__Text__.
<<<<
Motion made, and Question proposed, That this House do now adjourn.—(Margot James.)
This debate comes against the backdrop of the tumultuous events that took place in the UK following the referendum last Thursday. I applied for the debate before that time, so I am grateful I was granted it and I am here today. I also want to thank the Library for providing timely responses to some of the queries I had.
Just before the historic vote on the EU, students were receiving statements of their loans with a total figure that left many of them in shock. On a loan of £27,000, the figure was £45,000. I want to acknowledge the fact that young people between the ages of 18 and 25 voted overwhelmingly—by 75%—to stay in the EU, so we need to make sure we do not forget them and their future.
I want to focus on the regulations, the threshold and concerns about the contract. The regulations that brought in the changes to the threshold and interest rates were enacted in 2012. They were the Education (Student Loans) (Repayment) (Amendment) (No. 2) Regulations, which came into force in June 2012, so the first students to take up the loans affected by these regulations have just graduated. In those regulations tuition fees were trebled, a higher threshold of £21,000 was established, above which the loan had to be repaid, and a new maximum rate of interest for the loans was set, using the retail prices index plus 3%. Not content to treble tuition fees, the Government in the summer Budget of 2015 froze the threshold of £21,000. I shall focus on that threshold.
In November 2010 the then Minister, David Willetts, made a statement in which he said:
“We will increase the repayment threshold to £21,000, and will thereafter increase it periodically to reflect earnings. The repayment will be 9% of income above £21,000 . . .raising the threshold will reduce the monthly repayments for every single graduate.”—[Official Report, 3 November 2010; Vol. 517, c. 924.]
Then in July 2015 the Government consulted on freezing the repayment threshold. In November 2015 the responses showed that 84% were against freezing the repayment threshold for all post-2012 borrowers, but the Government went ahead against the evidence to freeze the repayment threshold until April 2021.
Why did the Government do that in the face of all the evidence? Is that not a prima facie case of misleading Parliament? In his statement Minister Willetts said that he would increase the threshold, yet the Government acted against all the evidence and the consultation responses. The Government’s own figures on the repayments show the inequity of this. The new scheme is far from progressive, as some Ministers claimed. Graduates earning £21,000 to £30,000 will have to pay £6,100 more, those earning over £40,000 will pay only £400 extra, and those on £50,000 will pay only £200.
You are most kind, Mr Deputy Speaker. I spoke to the hon. Lady beforehand. I want to put on record the fact that in Northern Ireland loans begin to be paid back when the student enters employment and earns more than £17,335 a year. The interest rate for loans is currently 1.5% and the more a graduate earns, the greater the proportion of their loan they repay, ensuring that those who benefit most from their degree pay the most, and those who do not benefit as much are not unreasonably punished for it. Does the hon. Lady agree that perhaps the Minister should look at the system that we have in Northern Ireland, which seems to be fairer?
>>>>
__Set task 1__.
Translate this sentence from the student loan debate into Spanish: "The regulations that brought in the changes to the threshold and interest rates were enacted in 2012."
__Set task 2__.
Resume the student loan debate after its last sentence, and write the next part of the exchange.

__Raw data__.
<<<<
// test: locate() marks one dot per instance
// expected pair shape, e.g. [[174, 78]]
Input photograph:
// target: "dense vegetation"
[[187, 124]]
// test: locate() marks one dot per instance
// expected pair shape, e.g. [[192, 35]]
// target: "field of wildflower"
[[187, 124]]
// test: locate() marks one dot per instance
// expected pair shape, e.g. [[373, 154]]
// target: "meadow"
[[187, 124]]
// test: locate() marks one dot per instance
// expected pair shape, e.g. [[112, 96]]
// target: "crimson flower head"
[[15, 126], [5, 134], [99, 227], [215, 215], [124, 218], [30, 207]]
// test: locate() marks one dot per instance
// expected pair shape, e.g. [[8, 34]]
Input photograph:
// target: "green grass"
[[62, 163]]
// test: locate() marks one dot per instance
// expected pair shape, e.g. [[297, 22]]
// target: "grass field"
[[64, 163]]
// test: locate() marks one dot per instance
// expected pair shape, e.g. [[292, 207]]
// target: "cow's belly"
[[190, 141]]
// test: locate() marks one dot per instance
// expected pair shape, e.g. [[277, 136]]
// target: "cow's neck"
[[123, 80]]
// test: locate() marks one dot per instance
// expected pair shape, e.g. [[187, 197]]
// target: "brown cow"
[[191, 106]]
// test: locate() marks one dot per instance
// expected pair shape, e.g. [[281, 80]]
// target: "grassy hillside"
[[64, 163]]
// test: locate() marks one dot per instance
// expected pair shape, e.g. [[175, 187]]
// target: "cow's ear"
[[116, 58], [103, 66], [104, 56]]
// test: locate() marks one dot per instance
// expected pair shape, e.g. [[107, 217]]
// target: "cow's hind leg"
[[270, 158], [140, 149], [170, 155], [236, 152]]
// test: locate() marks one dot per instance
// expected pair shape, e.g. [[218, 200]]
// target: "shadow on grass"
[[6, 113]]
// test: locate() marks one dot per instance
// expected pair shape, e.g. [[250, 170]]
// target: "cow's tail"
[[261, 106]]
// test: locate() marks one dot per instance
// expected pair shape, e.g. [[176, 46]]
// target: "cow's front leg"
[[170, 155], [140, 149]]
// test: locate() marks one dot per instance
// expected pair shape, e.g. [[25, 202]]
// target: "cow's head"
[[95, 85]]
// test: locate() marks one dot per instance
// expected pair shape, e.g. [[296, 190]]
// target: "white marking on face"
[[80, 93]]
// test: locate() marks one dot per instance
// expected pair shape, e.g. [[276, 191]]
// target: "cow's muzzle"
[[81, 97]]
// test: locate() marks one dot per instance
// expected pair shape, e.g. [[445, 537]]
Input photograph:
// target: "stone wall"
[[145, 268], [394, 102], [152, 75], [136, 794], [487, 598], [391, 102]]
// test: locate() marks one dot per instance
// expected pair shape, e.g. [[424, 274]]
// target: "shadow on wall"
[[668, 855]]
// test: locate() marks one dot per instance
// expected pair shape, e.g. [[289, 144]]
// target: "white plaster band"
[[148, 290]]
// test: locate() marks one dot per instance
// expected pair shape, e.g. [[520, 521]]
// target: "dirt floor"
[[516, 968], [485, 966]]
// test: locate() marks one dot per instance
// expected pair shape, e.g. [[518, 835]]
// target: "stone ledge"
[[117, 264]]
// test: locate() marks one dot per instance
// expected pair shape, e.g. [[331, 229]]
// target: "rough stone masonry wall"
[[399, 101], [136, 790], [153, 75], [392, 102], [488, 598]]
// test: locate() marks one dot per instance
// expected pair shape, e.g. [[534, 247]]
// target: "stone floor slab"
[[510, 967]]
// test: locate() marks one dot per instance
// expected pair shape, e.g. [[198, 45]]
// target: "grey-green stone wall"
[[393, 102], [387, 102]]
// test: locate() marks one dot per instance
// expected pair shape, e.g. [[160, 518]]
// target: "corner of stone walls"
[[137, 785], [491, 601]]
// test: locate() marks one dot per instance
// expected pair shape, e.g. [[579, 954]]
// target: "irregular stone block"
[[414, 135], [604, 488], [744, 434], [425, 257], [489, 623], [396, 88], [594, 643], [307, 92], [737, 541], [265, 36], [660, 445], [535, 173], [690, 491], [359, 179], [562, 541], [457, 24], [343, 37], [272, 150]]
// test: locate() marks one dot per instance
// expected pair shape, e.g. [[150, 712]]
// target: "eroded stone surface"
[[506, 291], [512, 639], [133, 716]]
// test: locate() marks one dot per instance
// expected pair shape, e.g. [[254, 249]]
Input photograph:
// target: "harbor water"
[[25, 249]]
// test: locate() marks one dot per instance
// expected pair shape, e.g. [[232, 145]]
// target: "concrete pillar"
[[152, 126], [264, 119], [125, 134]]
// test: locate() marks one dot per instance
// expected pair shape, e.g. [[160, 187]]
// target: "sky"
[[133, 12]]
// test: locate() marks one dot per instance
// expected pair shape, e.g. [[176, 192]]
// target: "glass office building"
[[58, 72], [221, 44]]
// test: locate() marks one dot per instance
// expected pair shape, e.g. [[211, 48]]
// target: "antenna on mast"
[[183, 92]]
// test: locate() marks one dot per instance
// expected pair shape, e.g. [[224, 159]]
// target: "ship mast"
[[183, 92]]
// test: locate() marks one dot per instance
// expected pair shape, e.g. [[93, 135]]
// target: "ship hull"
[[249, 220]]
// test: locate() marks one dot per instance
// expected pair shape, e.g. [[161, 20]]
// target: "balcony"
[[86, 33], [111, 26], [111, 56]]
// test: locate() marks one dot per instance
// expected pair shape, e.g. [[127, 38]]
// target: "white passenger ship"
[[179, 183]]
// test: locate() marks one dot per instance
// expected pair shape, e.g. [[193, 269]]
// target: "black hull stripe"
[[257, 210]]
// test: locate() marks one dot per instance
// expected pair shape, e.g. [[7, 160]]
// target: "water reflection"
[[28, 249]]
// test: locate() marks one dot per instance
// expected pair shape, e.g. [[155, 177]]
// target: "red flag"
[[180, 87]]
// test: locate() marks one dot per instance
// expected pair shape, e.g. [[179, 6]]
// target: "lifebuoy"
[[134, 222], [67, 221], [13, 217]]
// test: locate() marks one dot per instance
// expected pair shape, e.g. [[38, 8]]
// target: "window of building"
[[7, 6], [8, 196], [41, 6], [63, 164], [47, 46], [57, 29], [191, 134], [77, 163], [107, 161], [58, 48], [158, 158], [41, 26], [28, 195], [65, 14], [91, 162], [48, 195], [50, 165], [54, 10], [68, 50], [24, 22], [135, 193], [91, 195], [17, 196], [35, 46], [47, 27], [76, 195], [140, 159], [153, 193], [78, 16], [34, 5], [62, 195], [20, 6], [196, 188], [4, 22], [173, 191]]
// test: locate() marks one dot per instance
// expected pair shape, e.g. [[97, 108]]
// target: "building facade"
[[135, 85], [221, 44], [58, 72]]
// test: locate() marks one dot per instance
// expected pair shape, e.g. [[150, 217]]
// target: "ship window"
>>>>
__Exercise response 1__.
Los reglamentos que introdujeron los cambios en el umbral y en los tipos de interés se promulgaron en 2012.

__Exercise response 2__.
I thank the hon. Gentleman for his intervention. I can say in his defence that most of us were taken by surprise that the Adjournment started so early. I agree with him that the Northern Ireland system seems to be much fairer.
I do not call the figures that I have just given progressive, and nor does the Institute for Fiscal Studies, which found that the impact of freezing the threshold was that the largest increase as a proportion of earnings was among lower earners. Can the Government explain why they have chosen to make the student funding system less progressive by removing the central elements of the 2012 reforms?
What of women, black, Asian and minority ethnic and disabled graduates? They are most likely to be on salaries in the region of £21,000 to £30,000. The Government have acknowledged that. Let me give an example. In the 2013-14 cohort, 8,000 more women than men were paid in that range six months after graduation, and 51% of BAME graduates were employed on salaries in that range, compared with 45% of their white graduate counterparts. What measures have the Government implemented to mitigate the disproportionate effect on those on low incomes, women, disabled graduates and BAME graduates? Those groups earn less than other graduates, so they are more likely to be middle earners—those who face the largest absolute increase in repayments.
What of prospective students in the nursing profession, who could be deterred by high levels of debt? The Royal College of Nursing is concerned about the change to a loans-based system, which will leave many nursing students with debts of £60,000 for a three-year degree. We are desperately in need of nurses from this country who are trained and qualified in this country.
The National Union of Students, which represents more than 95% of all higher education and further education unions and more than 7 million students, has expressed concerns. First, the repayment threshold will not increase in line with earnings, so students have to start repaying their loans on a lower income. Secondly, those on lower incomes pay more than they otherwise would. Thirdly, the NUS is concerned about the Government being able to change terms retrospectively and about the impact that that would have on existing borrowers, which the union says sets a terrifying precedent.
I congratulate the hon. Lady on securing the debate. I declare an interest because, despite having graduated in 2001, I am still paying off student loans, although I fall under the old system, where the threshold is the median wage. However, that means that payments can go up or down, depending on someone’s earnings. I have paid off student debts for a while, gone back down below the median and then re-accumulated interest, which has negated the payments I previously made. However, does the hon. Lady share my concern about the Government’s continual selling-off of student loans? It seems to be a never-ending chain, and it is not entirely clear who benefits, other than the private companies that own these loans.
I absolutely agree with the hon. Gentleman. I am coming to an aspect where student loans are treated differently from any other ordinary loans.
Let me turn to the contract. The Government are asking 17 and 18-year-olds to look at contract terms and understand them. These young people are not financial advisers or lawyers—they are going to university so that they can become financial advisers and lawyers. The role of teachers is to encourage students to go to university, not to give financial advice.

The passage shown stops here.